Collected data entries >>
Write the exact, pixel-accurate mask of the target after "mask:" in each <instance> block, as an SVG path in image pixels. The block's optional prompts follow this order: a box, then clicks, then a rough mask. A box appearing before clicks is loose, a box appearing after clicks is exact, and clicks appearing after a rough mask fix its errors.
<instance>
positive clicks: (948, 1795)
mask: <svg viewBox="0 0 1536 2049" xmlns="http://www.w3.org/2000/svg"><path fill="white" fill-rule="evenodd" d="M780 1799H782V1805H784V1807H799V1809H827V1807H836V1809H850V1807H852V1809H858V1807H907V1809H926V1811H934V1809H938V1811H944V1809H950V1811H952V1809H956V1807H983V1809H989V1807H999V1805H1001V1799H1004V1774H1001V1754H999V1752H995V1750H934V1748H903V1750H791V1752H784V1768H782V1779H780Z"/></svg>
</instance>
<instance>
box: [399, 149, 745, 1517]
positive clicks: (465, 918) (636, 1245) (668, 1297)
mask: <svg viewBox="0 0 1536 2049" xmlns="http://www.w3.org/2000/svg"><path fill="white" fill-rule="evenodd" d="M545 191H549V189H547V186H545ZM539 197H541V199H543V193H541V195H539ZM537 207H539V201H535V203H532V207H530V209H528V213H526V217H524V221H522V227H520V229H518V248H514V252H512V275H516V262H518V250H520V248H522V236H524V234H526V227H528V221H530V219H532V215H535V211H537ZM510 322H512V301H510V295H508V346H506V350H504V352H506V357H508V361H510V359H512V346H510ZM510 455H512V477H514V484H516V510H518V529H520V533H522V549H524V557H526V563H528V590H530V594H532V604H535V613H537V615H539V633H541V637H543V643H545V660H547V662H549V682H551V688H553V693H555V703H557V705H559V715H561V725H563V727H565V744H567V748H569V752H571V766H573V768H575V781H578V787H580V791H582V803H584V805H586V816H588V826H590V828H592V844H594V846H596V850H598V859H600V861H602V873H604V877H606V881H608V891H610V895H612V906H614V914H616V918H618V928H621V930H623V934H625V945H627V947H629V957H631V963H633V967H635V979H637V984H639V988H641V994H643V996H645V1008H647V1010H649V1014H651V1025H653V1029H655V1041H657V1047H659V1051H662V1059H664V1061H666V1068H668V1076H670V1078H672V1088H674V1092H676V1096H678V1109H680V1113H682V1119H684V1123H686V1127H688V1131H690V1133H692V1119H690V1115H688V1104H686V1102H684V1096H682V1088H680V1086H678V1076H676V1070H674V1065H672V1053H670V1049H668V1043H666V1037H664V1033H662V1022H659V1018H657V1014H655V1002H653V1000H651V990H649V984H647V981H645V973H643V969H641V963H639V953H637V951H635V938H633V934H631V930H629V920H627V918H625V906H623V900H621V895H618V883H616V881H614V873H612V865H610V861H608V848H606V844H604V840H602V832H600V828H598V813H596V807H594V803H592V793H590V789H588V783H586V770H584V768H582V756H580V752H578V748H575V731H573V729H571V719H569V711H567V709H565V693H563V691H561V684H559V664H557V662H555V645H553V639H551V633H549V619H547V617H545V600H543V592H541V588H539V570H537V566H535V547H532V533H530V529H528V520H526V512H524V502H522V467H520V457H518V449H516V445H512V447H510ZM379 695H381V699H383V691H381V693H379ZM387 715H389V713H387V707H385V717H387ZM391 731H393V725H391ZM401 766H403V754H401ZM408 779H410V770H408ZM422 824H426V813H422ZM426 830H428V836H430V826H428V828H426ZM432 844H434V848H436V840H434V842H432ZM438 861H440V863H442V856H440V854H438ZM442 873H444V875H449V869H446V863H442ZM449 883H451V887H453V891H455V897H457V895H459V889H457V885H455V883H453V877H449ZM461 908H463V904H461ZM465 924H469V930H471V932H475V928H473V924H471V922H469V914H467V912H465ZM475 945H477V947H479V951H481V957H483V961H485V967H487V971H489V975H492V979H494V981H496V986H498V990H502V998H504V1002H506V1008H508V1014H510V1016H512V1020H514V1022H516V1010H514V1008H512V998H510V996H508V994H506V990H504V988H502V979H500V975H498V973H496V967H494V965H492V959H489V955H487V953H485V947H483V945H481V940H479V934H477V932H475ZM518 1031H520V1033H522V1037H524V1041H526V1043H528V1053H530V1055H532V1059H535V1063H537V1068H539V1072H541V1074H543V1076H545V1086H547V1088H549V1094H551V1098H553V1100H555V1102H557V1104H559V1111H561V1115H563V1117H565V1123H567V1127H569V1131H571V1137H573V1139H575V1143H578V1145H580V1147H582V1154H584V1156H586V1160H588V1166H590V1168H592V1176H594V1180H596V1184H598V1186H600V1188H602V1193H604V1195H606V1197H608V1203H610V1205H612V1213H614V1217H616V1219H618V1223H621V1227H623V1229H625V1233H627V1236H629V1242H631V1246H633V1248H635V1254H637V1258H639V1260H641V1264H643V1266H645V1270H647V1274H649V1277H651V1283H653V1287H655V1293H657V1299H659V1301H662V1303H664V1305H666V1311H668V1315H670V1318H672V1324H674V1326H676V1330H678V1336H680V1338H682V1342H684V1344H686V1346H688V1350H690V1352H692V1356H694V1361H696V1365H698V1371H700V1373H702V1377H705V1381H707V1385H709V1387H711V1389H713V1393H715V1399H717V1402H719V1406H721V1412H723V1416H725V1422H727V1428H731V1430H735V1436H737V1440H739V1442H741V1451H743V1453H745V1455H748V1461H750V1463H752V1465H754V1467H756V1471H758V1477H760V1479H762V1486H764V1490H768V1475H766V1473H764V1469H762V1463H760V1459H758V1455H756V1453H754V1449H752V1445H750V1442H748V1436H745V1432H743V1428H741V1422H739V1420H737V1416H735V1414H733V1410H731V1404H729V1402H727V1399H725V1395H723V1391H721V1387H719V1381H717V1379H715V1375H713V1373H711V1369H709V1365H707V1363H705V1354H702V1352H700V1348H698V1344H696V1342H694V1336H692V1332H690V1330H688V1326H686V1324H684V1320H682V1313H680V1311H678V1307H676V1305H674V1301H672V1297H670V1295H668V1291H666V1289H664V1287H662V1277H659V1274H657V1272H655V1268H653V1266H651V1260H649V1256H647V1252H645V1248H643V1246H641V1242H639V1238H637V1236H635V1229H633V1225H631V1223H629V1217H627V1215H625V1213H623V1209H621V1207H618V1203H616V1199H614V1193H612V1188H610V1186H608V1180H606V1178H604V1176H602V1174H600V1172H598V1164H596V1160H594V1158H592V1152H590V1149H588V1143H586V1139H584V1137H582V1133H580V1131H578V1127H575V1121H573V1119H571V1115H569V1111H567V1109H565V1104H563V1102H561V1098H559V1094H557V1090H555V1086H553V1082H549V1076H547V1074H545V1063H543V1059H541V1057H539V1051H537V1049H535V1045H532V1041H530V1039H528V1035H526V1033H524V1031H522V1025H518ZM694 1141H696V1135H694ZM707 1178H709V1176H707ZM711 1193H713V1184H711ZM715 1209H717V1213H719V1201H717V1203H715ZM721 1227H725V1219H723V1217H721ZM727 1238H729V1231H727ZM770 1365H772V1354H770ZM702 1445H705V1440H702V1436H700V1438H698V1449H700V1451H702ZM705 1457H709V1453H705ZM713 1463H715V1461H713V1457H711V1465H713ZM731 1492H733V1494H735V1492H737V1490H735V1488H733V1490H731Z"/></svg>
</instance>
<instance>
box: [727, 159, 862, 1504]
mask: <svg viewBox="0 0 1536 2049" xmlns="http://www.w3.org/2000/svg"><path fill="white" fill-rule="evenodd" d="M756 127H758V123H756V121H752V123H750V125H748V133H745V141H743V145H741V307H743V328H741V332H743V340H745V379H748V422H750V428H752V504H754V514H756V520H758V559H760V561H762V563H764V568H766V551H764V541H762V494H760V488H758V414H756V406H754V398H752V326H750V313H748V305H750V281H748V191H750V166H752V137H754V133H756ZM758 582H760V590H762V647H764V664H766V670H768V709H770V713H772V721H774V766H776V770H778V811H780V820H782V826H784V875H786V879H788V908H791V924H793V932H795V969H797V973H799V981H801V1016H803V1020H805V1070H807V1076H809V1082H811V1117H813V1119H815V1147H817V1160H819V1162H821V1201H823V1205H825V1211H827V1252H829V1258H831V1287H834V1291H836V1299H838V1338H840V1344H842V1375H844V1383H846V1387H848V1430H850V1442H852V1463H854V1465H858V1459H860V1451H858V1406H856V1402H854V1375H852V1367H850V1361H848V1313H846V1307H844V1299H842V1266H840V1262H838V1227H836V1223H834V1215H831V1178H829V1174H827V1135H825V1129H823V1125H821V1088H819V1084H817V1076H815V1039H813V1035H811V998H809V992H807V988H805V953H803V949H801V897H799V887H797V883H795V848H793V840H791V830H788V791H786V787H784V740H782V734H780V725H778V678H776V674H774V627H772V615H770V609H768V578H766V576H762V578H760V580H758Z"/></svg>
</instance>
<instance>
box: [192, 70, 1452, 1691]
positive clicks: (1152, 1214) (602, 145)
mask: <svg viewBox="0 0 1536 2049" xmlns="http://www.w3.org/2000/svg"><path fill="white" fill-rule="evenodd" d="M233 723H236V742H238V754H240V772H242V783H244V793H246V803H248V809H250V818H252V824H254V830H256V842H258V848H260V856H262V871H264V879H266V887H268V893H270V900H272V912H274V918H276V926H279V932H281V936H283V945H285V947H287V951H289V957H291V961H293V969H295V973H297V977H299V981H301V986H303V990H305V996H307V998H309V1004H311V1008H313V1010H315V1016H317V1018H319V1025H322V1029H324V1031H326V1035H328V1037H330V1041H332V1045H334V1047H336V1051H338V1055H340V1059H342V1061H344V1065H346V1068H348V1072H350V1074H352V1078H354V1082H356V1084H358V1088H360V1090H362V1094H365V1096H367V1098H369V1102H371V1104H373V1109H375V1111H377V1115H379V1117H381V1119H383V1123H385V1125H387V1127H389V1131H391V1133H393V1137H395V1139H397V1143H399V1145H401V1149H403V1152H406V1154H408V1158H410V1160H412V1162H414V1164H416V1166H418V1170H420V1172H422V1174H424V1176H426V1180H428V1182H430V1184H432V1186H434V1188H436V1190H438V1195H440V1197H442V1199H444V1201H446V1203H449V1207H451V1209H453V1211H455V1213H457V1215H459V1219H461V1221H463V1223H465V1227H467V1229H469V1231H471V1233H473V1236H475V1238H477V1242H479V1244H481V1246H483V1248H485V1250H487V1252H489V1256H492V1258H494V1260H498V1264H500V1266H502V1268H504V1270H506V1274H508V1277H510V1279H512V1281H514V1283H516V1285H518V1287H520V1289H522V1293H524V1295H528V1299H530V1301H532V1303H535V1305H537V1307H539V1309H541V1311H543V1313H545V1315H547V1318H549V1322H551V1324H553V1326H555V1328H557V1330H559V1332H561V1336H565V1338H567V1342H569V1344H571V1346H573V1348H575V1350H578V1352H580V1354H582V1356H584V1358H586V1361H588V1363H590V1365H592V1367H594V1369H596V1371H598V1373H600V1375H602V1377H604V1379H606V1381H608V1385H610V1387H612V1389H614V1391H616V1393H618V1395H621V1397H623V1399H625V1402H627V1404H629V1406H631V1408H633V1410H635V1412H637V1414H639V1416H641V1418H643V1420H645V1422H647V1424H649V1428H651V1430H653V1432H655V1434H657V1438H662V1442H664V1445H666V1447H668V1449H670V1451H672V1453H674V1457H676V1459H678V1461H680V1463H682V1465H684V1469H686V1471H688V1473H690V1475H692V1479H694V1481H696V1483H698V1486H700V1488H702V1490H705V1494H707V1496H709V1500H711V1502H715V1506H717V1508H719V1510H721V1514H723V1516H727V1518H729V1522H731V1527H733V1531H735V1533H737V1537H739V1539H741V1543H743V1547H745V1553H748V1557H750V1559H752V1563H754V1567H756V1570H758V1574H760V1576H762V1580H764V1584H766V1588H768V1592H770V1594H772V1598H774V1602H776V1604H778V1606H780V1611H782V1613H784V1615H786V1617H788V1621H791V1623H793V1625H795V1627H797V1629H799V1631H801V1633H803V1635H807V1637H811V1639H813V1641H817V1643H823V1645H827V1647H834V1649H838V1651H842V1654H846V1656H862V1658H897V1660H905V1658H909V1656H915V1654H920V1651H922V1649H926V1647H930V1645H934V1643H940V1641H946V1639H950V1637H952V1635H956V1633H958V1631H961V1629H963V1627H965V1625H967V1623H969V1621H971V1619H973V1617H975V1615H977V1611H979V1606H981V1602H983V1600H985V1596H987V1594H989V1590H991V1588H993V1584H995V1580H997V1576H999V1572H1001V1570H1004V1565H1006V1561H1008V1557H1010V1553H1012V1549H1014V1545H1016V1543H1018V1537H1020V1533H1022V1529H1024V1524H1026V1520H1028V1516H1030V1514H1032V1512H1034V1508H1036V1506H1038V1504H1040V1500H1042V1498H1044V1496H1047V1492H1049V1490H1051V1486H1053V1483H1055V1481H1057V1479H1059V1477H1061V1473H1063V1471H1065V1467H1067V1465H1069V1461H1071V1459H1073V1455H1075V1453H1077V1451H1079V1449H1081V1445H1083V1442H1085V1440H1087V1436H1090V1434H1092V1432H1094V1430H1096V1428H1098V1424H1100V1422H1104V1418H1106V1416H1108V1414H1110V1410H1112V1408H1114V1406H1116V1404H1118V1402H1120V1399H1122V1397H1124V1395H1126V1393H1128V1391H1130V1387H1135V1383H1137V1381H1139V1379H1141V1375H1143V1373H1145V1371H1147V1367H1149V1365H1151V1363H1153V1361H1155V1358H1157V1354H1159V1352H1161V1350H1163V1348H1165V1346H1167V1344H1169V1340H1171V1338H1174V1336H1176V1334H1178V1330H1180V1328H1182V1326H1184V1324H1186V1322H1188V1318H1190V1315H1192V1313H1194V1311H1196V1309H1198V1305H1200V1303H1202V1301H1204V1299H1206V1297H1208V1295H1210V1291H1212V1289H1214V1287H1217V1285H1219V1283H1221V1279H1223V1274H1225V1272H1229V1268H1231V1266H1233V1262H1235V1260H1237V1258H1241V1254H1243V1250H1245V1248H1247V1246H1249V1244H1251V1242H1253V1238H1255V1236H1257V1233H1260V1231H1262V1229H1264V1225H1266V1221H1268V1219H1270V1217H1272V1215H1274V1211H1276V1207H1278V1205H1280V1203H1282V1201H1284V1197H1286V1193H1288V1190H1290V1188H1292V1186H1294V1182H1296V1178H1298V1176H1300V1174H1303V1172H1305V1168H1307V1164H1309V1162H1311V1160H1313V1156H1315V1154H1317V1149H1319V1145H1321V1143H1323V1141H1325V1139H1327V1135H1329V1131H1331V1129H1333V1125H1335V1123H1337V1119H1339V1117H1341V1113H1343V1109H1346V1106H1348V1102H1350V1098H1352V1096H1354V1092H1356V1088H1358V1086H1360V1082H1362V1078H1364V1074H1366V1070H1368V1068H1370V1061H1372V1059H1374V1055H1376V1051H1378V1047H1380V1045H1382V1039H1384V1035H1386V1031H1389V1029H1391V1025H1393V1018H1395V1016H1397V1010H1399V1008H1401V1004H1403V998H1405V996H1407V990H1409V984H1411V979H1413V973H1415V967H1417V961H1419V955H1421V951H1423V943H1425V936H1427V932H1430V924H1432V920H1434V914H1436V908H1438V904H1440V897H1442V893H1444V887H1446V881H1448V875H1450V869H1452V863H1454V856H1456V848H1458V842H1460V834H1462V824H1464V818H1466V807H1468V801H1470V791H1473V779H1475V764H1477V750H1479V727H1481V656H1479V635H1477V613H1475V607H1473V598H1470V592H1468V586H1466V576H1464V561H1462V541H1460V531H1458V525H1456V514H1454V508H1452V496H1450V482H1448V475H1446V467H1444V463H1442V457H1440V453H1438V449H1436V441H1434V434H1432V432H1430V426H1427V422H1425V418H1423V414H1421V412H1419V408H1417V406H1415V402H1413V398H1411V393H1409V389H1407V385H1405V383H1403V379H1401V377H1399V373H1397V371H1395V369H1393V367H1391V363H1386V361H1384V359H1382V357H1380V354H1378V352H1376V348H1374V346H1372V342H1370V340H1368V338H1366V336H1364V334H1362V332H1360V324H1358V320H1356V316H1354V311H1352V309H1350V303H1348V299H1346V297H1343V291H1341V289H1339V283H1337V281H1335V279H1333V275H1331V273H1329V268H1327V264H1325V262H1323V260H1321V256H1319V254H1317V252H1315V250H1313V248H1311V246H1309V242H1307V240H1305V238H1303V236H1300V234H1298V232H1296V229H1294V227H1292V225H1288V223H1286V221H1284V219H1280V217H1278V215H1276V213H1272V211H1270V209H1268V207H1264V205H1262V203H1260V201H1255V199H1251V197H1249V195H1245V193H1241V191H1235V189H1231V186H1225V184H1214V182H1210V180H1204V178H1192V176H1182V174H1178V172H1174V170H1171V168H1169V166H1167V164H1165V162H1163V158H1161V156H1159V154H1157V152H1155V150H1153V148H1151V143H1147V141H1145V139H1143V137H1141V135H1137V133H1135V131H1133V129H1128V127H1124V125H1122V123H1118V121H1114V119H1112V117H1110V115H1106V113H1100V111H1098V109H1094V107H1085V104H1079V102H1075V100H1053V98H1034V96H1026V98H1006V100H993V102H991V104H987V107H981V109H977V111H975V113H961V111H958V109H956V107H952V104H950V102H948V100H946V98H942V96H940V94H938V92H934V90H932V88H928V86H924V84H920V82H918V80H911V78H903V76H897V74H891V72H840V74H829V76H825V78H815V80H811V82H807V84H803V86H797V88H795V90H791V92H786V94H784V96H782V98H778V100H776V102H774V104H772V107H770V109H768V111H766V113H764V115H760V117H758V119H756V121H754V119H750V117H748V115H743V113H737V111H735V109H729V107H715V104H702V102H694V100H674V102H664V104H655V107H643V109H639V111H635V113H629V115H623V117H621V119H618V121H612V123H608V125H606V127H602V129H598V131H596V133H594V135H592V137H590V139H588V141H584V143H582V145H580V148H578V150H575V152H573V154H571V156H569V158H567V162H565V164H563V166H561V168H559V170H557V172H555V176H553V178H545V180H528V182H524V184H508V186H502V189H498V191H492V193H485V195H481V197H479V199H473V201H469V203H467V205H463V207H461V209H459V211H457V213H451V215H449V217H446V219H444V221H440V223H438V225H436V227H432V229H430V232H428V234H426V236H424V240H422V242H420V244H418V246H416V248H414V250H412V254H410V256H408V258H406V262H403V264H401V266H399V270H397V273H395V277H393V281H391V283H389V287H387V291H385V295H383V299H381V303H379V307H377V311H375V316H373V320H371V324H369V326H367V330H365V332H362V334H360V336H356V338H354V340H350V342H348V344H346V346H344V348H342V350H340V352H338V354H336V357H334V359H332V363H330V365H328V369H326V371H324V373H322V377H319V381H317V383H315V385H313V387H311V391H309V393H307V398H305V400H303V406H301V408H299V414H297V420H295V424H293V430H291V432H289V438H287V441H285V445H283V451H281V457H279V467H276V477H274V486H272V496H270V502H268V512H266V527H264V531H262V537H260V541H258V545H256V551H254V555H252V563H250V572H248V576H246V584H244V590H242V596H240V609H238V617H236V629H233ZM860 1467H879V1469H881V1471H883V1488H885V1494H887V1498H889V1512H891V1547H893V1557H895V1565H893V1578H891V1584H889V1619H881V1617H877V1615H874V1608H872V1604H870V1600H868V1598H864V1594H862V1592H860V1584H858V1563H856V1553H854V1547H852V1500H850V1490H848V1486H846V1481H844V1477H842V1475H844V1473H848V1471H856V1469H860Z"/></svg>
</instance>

Your objective >> Your task is to restate, word for word, only those lines above that fall between the line holding "box: [727, 159, 862, 1504]" and the line holding "box: [192, 70, 1452, 1691]", inclusive.

Written reply >>
box: [727, 159, 862, 1504]
mask: <svg viewBox="0 0 1536 2049" xmlns="http://www.w3.org/2000/svg"><path fill="white" fill-rule="evenodd" d="M756 127H758V123H756V121H752V123H750V125H748V133H745V141H743V145H741V307H743V328H741V332H743V340H745V379H748V422H750V428H752V504H754V514H756V520H758V559H760V561H762V563H764V568H766V551H764V541H762V494H760V488H758V414H756V406H754V398H752V326H750V313H748V305H750V281H748V191H750V166H752V137H754V133H756ZM758 582H760V590H762V647H764V664H766V670H768V709H770V713H772V721H774V766H776V770H778V811H780V820H782V826H784V875H786V879H788V908H791V924H793V932H795V969H797V973H799V981H801V1016H803V1020H805V1070H807V1076H809V1082H811V1117H813V1119H815V1147H817V1160H819V1162H821V1201H823V1205H825V1211H827V1252H829V1258H831V1287H834V1291H836V1299H838V1338H840V1344H842V1375H844V1383H846V1387H848V1430H850V1442H852V1463H854V1465H858V1459H860V1451H858V1406H856V1402H854V1375H852V1367H850V1361H848V1313H846V1307H844V1299H842V1266H840V1262H838V1227H836V1223H834V1215H831V1178H829V1174H827V1135H825V1129H823V1125H821V1088H819V1084H817V1076H815V1039H813V1035H811V998H809V992H807V988H805V953H803V949H801V897H799V887H797V883H795V848H793V840H791V830H788V791H786V787H784V740H782V734H780V725H778V678H776V674H774V627H772V615H770V609H768V578H766V576H762V578H760V580H758Z"/></svg>
</instance>
<instance>
box: [192, 70, 1452, 1691]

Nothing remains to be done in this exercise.